Output all entries precisely.

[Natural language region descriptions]
──────────────────────────────
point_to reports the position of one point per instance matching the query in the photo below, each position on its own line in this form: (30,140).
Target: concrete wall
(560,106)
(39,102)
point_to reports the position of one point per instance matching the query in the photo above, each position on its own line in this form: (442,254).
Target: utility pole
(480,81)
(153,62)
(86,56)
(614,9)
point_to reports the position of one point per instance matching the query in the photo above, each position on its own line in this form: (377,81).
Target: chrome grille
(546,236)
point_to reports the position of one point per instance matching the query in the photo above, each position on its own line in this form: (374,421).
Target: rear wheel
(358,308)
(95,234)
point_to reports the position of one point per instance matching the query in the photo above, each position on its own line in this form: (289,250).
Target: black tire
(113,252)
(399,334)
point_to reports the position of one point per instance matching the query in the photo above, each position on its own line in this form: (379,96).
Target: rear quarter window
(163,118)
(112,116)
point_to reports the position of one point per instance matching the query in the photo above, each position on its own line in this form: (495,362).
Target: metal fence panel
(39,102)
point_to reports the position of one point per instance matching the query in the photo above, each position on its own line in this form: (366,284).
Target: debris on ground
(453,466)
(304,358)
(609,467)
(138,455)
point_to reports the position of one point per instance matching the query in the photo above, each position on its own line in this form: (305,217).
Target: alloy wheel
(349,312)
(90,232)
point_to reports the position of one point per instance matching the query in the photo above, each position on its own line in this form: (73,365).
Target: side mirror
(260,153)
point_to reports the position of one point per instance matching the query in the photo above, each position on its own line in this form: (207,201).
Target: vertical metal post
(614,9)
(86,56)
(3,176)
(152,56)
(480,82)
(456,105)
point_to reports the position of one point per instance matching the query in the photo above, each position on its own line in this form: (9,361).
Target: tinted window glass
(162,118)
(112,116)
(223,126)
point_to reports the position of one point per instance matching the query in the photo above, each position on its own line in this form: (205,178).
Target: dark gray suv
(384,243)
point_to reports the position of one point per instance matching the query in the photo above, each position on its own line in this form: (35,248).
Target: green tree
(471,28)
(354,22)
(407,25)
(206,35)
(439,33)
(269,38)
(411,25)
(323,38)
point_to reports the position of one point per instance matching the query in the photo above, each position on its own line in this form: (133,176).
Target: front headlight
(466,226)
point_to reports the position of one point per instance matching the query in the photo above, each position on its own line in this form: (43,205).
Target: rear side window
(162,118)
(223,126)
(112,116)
──────────────────────────────
*Result of this exercise:*
point_to reports the position of one point per instance matching the query in the photo below, each position on its own line in this form: (30,140).
Target: concrete wall
(560,106)
(39,102)
point_to reports the position of one point per instance matching the query in the photo above, each position on its own line in this form: (442,254).
Target: utility pole
(480,81)
(153,62)
(86,56)
(614,9)
point_to reports the position of one point per instance matching the query in the photo above, each position on its own line in this form: (377,81).
Target: chrome grille
(546,236)
point_to reports the position of one point per instance matching the query in the photo above, each position on its own line in this form: (374,421).
Target: rear wheel
(358,308)
(95,234)
point_to reports the position of one point per instance matching the query in the photo above, each position on its own line in this form: (289,250).
Target: black tire
(113,252)
(399,334)
point_to reports the position of one point per instance matching the query in the photo above, each position on its own line in this form: (379,96).
Target: rear quarter window
(163,118)
(112,116)
point_to reports the position of one point per instance matching the query in the photo above, each position on its own line in this form: (495,362).
Target: metal fence panel
(39,102)
point_to reports the position of one point per instance matching the query in the photo above, each position on its own line in this form: (366,284).
Target: debris on ground
(453,466)
(304,358)
(609,467)
(138,455)
point_to reports the position of one point per instance matching the query in the photo above, each position on its own line in this form: (305,217).
Target: alloy wheel
(349,312)
(90,232)
point_to reports the position of one point per instance matching the query in the photo above, each position on its own line in this form: (73,365).
Target: side mirror
(260,153)
point_to reports the position of one point per instance matching the query in the photo above, each position on its own line in this form: (207,201).
Target: vertical metal post
(614,9)
(86,56)
(3,176)
(152,56)
(480,82)
(456,105)
point_to reports the position of one point per instance matching the query in the photo above, each position on its own line in this form: (9,361).
Target: tinted window glass
(162,118)
(112,116)
(223,126)
point_to reports the position of one point per instance matching the query in the photo above, each position on its own line in this form: (205,178).
Target: dark gray suv
(384,243)
point_to reports the position of one point per instance matching the query in the photo above, each position on its own line in this form: (35,248).
Target: green tree
(471,28)
(354,22)
(407,25)
(206,35)
(439,33)
(269,38)
(411,25)
(323,38)
point_to reports the position of one point per instance matching the query in the photo above, each position on its own line in this form: (133,176).
Target: front headlight
(466,226)
point_to reports the position of one point per instance matching the query in the photo above, each position on its own line in this form: (43,205).
Target: rear side window
(162,118)
(223,126)
(112,116)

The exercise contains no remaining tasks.